===== PASSAGE SHOWN

Kerala High Court
M.S. Abbobacker vs Hmt Ltd. And Anr. on 1 March, 1988
Equivalent citations: (1988)IILLJ323KER
JUDGMENT V. Bhaskaran Nambiar, J.
1. In the dispute between a workman and employer regarding retrenchment, we should have thought that the controversy in this original petition can no longer be in challenge in view of a Division Bench ruling of this Court in H.M.T. Ltd. v. Labour Court (1983) 63 FJR 28. But a learned single Judge of this Court has referred this writ petition for consideration by a larger Bench on the ground that certain points highlighted in the reference order have not been considered by the Division Bench. It may be accidental that the employer before the Division Bench in 1983 and also before us happens to be the same, namely, H.M.T. Ltd., Kalamassery. We shall extract the reference order to understand the implications of the questions involved for determination:
The Labour Court held in exhibit P-4 award chat the petitioner had lost his lien on the post he was holding, under Standing Order No. 19(4), owing to overstayal of leave and failure to furnish the necessary explanation. The employer had not terminated his services and the Labour Court had no grounds to interfere.
2. Counsel for the petitioner contends that loss of lien involuntarily suffered by or inflicted on an employee under such circumstances would amount to 'retrenchment' as defined in Section 2(00) of the Industrial Disputes Act; and counsel for the first respondent would point out that no such point had been taken before the Labour Court.
3. I do not think the employee should be debarred from raising the question at this stage. It is a pure question of law to be decided on undisputed facts. The discretion of the court in a matter like this must be exercised in favour of an unemployed person.

==========
===== LISTING

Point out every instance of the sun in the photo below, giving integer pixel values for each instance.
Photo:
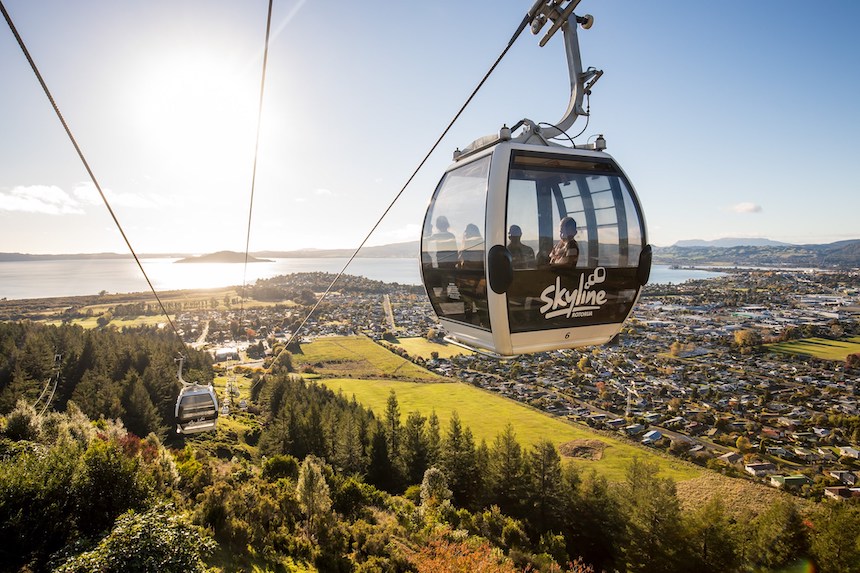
(195, 107)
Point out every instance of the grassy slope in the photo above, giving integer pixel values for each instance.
(424, 348)
(356, 365)
(487, 414)
(358, 357)
(819, 347)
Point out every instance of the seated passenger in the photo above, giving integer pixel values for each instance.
(472, 255)
(523, 256)
(445, 243)
(565, 253)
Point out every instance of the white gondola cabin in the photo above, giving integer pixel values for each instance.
(529, 245)
(196, 407)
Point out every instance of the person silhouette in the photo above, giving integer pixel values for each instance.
(446, 243)
(523, 256)
(565, 253)
(472, 255)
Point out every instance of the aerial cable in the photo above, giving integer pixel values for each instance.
(256, 155)
(86, 165)
(526, 20)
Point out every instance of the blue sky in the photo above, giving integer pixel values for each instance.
(731, 118)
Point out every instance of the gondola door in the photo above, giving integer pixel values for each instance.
(577, 240)
(453, 252)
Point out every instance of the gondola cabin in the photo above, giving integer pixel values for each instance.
(196, 409)
(532, 247)
(196, 406)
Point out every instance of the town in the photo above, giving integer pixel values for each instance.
(694, 372)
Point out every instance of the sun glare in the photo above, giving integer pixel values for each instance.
(196, 107)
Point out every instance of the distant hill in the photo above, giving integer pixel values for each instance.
(842, 254)
(731, 242)
(394, 250)
(223, 257)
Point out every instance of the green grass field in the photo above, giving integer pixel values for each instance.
(487, 414)
(424, 348)
(819, 347)
(358, 357)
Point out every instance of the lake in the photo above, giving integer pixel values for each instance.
(79, 277)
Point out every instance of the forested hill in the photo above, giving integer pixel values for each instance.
(842, 254)
(308, 480)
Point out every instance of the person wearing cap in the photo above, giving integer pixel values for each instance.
(565, 253)
(523, 256)
(446, 244)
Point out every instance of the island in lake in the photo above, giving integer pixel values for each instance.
(223, 257)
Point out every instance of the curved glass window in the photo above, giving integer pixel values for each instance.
(452, 245)
(580, 235)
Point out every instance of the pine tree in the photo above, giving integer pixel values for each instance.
(416, 455)
(506, 478)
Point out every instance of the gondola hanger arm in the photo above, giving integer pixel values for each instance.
(561, 14)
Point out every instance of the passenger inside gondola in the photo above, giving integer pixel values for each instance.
(565, 253)
(522, 256)
(445, 243)
(472, 255)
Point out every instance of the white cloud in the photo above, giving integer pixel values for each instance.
(44, 199)
(409, 232)
(88, 193)
(747, 207)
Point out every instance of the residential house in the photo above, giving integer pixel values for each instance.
(651, 437)
(790, 482)
(731, 458)
(760, 469)
(849, 451)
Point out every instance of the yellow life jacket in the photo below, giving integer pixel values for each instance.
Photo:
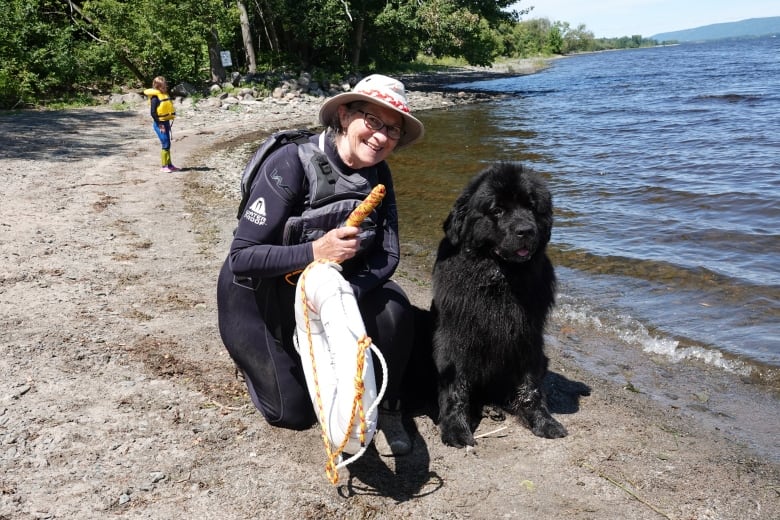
(165, 110)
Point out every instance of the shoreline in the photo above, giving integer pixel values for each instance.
(118, 399)
(690, 384)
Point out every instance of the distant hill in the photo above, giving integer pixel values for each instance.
(719, 31)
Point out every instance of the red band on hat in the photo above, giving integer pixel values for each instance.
(387, 99)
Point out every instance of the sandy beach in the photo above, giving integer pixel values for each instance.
(118, 400)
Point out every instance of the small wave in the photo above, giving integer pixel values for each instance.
(633, 333)
(728, 98)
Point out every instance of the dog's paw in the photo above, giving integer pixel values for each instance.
(546, 426)
(456, 433)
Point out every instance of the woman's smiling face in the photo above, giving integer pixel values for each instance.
(359, 146)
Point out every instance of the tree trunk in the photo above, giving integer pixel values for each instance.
(268, 28)
(218, 73)
(359, 25)
(246, 33)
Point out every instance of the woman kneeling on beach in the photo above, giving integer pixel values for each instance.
(255, 302)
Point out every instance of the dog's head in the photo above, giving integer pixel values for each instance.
(505, 211)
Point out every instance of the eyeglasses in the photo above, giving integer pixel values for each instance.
(372, 122)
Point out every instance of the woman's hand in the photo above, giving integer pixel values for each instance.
(338, 244)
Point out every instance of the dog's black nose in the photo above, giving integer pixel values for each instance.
(525, 231)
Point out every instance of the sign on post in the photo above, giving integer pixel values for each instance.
(226, 60)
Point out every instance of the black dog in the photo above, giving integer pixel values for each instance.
(493, 286)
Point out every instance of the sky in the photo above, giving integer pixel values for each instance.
(613, 18)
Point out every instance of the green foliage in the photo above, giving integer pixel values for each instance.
(62, 51)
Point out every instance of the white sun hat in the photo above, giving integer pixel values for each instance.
(383, 91)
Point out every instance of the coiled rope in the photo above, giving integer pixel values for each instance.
(358, 413)
(364, 343)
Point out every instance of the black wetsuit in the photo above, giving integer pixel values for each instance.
(255, 302)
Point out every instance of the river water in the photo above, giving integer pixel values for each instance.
(664, 165)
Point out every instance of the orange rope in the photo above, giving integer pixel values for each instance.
(364, 343)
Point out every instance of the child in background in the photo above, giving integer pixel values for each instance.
(163, 114)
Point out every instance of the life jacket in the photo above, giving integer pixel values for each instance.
(165, 109)
(332, 194)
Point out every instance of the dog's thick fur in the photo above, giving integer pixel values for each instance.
(493, 286)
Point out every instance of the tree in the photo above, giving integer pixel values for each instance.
(246, 33)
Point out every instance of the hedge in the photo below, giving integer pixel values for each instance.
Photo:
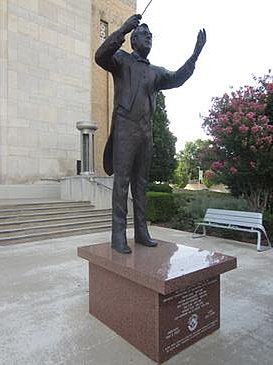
(160, 207)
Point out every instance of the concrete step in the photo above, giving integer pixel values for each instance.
(40, 215)
(51, 220)
(43, 207)
(57, 233)
(34, 221)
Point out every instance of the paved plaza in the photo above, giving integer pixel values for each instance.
(44, 318)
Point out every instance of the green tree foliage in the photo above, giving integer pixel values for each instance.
(190, 159)
(241, 125)
(163, 160)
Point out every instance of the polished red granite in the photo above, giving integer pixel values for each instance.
(161, 299)
(164, 268)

==========

** TASK LIST **
1) Reproduce a portion of the judgment word for word: begin at the words "3. I do not" and stop after "an unemployed person.".
2) Answer these questions from the judgment:
(a) Under which Standing Order did the Labour Court find that the petitioner had lost his lien?
(b) Which section of the Industrial Disputes Act defines 'retrenchment'?
(c) In what year was the Division Bench ruling in H.M.T. Ltd. v. Labour Court reported?
3) Write the next part of the judgment, starting after its final sentence.
The lines are not needed here.

** ANSWERS TO THE TASKS **
1)
3. I do not think the employee should be debarred from raising the question at this stage. It is a pure question of law to be decided on undisputed facts. The discretion of the court in a matter like this must be exercised in favour of an unemployed person.

2)
(a) Standing Order No. 19(4)
(b) Section 2(00)
(c) 1983

3)
4. The next question, therefore, is whether the petitioner's contention should be accepted, by following the decision in H.M.T. Ltd. v. Labour Court (supra). Mr. Pathrose Mathai for the company submits that the decision requires reconsideration for at-least two reasons:
(i) Section 2(00) has since been amended to exclude from its purview termination or loss of employment by reason of a stipulation in the contract of employment; this amendment is declaratory in nature, amounting to a parliamentary exposition of what the law was even before the amendment; and
(ii) Section 25-N of the Act requires the employer to get prior permission for retrenchment and failure to do so is an offence. No employer could apply for permission to retrench in a case where an employee overstays his leave and suffers the consequences. Parliament cannot be understood to have included within the purview of Section 2(00) and Chapter V-A of the Act anything the employer could not comply with.
It is also pointed out that H.M.T. Ltd. v. Labour Court (supra), is under appeal before the Supreme Court.
I think the matter requires consideration by a larger Bench, and I accordingly adjourn the hearing of the original petition to such a Bench, to be duly constituted by the Chief Justice.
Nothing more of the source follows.